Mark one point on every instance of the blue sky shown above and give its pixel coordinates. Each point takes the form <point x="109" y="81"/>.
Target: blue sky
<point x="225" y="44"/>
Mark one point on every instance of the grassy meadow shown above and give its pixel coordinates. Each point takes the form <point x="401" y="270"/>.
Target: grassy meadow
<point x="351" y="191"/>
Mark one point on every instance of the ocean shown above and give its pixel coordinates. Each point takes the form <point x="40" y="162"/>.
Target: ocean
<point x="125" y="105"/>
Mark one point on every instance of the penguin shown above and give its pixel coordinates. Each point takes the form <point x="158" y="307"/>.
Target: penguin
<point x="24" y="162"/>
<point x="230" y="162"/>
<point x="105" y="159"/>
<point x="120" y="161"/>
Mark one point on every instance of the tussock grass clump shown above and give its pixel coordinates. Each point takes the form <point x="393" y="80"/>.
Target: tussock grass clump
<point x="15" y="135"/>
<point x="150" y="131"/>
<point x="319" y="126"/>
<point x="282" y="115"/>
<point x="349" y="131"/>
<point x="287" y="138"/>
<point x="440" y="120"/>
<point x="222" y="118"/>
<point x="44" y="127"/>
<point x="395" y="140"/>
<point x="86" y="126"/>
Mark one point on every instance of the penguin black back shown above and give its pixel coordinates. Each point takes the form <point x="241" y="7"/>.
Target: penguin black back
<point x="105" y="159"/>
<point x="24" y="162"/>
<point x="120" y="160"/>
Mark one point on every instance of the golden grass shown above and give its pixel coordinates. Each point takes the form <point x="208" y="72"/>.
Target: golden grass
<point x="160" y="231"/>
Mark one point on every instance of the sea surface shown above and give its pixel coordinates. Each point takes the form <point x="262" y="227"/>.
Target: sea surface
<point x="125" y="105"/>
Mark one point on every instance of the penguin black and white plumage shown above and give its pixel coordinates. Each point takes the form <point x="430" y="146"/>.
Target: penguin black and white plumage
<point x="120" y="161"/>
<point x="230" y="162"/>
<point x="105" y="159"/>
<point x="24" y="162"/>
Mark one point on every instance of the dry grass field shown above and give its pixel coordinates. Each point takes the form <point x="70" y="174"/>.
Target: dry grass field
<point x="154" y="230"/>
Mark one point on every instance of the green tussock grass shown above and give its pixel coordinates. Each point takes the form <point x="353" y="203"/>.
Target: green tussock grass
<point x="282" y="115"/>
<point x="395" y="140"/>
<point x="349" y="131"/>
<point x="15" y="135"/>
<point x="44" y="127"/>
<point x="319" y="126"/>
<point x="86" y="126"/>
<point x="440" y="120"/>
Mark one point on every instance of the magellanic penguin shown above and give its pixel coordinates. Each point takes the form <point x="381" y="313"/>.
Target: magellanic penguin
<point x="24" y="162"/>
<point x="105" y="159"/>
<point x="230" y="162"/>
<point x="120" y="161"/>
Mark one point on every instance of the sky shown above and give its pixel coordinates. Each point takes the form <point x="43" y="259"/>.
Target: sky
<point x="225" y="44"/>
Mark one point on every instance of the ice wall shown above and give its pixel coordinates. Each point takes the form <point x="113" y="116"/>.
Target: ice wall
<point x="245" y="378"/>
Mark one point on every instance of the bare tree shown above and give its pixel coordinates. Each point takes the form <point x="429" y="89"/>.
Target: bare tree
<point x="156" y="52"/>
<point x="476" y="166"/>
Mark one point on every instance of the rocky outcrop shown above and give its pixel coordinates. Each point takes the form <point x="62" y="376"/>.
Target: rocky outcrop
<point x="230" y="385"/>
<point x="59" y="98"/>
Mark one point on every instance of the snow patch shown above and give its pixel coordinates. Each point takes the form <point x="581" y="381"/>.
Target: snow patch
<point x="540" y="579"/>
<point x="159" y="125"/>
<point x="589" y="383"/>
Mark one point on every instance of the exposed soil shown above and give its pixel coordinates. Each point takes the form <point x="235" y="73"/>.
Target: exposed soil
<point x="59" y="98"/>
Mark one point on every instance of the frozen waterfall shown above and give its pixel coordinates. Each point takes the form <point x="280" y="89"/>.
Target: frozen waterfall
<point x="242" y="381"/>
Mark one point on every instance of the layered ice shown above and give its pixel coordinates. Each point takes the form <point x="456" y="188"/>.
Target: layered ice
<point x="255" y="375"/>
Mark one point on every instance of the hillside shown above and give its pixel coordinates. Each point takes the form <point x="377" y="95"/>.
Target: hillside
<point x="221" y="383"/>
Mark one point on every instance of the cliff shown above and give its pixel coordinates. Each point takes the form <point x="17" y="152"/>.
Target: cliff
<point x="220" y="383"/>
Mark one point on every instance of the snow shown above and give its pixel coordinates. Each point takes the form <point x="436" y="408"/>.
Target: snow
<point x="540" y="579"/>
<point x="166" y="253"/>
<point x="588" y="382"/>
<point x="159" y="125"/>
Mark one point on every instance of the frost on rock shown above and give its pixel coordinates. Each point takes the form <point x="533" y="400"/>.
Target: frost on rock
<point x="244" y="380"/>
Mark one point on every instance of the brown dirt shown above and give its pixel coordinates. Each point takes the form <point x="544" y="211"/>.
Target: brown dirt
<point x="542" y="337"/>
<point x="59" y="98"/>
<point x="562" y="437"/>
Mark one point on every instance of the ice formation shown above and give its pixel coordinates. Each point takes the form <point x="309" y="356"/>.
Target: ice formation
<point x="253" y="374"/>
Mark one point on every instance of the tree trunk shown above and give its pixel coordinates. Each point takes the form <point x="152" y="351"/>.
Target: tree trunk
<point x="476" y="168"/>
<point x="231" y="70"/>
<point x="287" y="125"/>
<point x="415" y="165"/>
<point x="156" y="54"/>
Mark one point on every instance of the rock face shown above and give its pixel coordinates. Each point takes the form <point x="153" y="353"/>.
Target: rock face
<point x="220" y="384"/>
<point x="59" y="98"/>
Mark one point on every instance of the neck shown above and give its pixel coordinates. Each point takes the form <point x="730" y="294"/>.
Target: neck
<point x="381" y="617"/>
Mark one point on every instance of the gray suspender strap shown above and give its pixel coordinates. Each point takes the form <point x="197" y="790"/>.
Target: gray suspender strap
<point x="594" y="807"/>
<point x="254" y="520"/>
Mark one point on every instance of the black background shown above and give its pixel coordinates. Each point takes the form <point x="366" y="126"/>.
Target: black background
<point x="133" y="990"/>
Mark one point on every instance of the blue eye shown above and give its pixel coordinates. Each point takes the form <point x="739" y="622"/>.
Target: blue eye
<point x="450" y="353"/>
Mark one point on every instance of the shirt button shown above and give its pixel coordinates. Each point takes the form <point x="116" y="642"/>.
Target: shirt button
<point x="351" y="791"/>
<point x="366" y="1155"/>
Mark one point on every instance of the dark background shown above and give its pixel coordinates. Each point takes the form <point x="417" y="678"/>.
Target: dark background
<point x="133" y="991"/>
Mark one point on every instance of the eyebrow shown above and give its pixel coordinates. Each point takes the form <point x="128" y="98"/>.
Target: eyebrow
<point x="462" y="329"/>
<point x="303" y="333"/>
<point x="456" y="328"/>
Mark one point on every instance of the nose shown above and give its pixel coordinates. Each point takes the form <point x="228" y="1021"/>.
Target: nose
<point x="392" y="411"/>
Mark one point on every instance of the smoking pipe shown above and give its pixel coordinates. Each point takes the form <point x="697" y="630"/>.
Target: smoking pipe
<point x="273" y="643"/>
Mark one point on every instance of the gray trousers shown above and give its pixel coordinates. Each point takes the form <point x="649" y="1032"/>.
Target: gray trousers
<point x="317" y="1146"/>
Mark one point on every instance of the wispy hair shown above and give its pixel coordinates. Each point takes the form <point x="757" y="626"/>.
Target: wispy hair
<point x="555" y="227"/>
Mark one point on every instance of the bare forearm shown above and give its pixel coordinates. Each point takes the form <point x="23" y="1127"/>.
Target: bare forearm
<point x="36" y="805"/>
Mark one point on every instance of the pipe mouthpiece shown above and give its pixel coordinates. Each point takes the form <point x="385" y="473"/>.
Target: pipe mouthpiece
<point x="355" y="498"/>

==

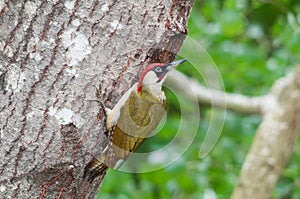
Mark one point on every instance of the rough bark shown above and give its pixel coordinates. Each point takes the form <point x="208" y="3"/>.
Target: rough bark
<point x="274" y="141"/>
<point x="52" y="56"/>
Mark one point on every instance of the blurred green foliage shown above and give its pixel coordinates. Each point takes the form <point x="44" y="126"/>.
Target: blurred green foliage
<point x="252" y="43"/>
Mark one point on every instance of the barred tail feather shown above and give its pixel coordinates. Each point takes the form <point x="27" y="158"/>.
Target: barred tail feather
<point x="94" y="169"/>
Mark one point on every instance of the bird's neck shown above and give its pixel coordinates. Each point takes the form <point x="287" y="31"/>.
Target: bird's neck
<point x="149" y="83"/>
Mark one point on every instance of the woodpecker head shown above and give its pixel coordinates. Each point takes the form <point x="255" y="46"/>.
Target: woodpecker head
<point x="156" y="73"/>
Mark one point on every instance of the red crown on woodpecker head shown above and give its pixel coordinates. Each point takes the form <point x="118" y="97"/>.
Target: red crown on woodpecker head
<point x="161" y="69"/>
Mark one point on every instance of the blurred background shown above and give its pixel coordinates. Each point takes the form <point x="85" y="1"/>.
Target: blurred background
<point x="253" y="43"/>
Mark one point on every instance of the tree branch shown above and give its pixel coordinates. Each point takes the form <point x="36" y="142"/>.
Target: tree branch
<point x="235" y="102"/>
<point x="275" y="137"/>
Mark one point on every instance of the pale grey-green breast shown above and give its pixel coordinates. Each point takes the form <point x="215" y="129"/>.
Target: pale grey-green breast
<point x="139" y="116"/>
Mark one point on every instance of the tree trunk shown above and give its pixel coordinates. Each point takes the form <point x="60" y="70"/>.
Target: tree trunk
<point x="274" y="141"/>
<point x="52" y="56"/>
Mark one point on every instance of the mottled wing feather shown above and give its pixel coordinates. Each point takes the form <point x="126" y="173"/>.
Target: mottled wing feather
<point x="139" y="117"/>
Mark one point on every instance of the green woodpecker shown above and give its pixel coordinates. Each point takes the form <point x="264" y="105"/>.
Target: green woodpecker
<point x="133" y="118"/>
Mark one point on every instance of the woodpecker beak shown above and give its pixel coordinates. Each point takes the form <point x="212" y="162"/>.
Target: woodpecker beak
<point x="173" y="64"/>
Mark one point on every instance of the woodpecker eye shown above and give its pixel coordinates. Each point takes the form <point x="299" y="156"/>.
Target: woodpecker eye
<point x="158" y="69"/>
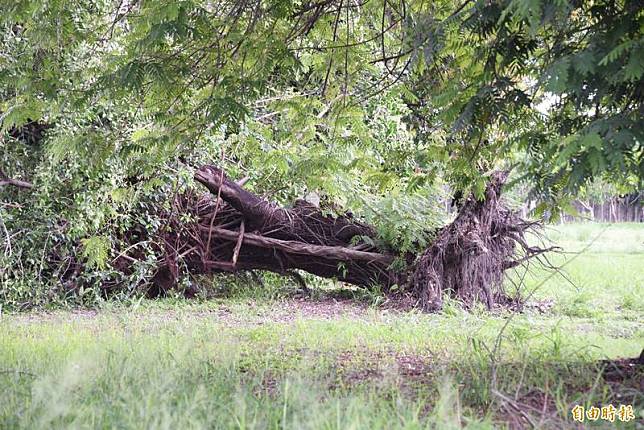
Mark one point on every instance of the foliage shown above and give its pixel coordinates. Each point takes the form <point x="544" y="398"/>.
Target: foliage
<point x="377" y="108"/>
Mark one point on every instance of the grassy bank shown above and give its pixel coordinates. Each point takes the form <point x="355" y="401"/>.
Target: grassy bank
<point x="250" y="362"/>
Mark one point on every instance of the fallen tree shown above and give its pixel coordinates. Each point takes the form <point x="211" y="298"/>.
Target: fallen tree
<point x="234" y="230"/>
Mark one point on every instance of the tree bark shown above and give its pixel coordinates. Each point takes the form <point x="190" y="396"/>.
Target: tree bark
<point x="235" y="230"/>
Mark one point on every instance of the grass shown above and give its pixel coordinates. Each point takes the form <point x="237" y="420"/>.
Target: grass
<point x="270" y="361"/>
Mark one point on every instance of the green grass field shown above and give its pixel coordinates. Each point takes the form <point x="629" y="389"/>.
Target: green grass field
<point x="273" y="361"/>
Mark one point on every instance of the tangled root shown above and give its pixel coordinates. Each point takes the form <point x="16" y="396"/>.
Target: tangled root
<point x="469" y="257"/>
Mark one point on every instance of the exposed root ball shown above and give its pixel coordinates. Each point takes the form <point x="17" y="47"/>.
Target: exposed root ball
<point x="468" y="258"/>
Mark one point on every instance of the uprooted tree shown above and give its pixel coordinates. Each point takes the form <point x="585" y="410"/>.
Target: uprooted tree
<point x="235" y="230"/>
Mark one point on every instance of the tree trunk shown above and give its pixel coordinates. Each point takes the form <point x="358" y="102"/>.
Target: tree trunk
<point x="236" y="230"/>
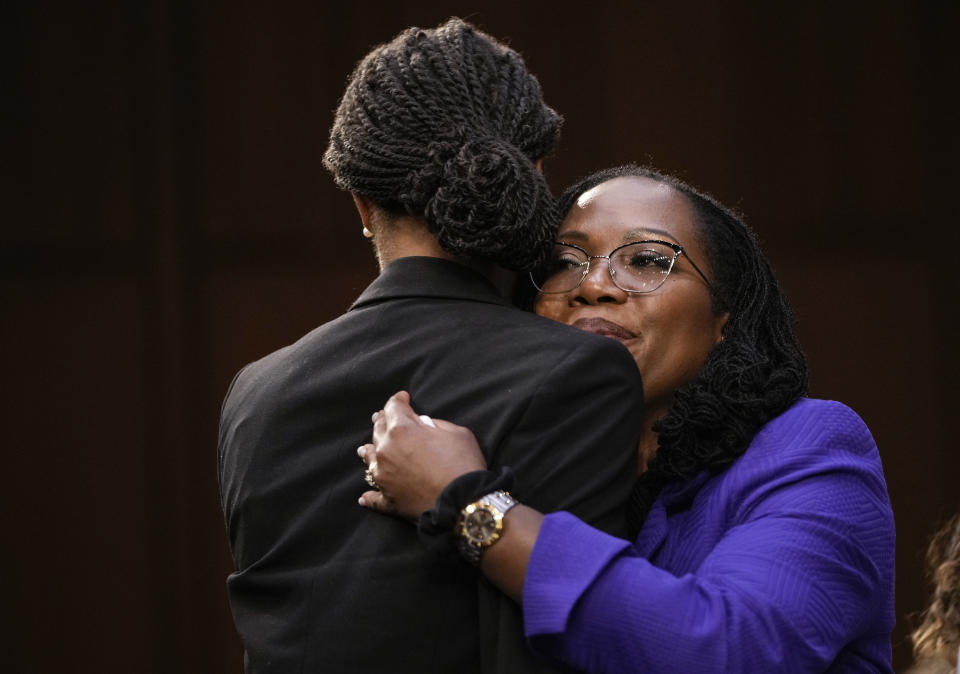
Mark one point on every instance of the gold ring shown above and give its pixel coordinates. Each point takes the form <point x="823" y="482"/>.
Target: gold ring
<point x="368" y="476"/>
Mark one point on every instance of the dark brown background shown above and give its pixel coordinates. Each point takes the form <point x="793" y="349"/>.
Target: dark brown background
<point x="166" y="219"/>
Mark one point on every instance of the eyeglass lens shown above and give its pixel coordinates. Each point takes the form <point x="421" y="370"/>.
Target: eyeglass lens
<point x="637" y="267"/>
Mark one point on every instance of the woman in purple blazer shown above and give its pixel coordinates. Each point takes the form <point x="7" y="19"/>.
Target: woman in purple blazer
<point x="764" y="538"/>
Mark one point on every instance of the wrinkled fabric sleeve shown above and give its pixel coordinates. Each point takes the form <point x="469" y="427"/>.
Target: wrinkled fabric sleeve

--

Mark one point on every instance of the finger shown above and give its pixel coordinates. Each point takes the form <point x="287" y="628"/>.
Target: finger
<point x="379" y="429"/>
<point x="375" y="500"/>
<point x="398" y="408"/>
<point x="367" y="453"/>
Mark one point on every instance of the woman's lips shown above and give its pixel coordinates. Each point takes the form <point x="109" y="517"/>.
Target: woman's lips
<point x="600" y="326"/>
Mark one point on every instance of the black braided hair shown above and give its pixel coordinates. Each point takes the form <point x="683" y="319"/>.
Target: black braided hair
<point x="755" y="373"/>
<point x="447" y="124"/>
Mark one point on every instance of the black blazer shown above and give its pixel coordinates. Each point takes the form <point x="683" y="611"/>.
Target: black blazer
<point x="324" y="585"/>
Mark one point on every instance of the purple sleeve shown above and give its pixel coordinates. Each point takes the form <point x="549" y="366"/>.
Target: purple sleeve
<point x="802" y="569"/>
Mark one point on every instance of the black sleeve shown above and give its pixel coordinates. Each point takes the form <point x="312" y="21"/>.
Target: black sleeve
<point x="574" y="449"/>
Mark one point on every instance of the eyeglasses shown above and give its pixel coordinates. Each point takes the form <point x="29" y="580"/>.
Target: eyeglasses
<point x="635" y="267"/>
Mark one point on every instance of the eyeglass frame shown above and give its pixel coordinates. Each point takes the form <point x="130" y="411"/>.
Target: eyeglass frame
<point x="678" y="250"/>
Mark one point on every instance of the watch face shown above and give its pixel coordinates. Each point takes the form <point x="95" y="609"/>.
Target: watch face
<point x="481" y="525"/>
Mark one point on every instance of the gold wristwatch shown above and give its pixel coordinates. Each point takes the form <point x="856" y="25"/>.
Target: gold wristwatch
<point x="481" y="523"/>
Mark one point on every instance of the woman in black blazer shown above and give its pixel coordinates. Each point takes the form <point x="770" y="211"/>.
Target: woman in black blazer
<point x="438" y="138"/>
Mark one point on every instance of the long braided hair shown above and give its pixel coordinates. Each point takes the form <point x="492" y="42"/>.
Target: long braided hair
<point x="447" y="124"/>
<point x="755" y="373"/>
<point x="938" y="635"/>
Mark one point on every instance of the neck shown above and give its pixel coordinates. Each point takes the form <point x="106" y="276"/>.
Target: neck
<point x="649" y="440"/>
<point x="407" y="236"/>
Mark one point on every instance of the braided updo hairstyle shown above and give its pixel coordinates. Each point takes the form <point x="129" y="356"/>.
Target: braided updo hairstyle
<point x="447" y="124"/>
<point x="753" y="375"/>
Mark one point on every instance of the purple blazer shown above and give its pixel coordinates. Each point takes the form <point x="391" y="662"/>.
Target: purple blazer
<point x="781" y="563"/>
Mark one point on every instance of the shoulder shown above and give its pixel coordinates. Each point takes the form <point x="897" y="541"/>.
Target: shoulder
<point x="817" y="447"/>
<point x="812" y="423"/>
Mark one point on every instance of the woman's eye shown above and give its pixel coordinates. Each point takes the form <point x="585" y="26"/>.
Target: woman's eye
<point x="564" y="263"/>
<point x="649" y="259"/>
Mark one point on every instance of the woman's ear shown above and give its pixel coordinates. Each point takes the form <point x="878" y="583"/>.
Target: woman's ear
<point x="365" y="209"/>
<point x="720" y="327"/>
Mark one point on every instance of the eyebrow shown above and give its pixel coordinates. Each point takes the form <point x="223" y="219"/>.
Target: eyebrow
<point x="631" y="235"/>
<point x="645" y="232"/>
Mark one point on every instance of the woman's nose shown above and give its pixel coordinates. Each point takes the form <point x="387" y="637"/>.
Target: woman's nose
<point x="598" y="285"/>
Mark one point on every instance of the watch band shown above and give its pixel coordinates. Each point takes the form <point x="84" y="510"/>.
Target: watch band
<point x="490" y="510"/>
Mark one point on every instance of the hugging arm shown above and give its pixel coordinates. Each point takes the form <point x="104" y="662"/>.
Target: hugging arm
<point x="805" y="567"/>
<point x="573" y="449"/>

- **SHORT TASK**
How many lines in the rows above contain the string "snow"? Reply with the number alone.

- **RESPONSE**
4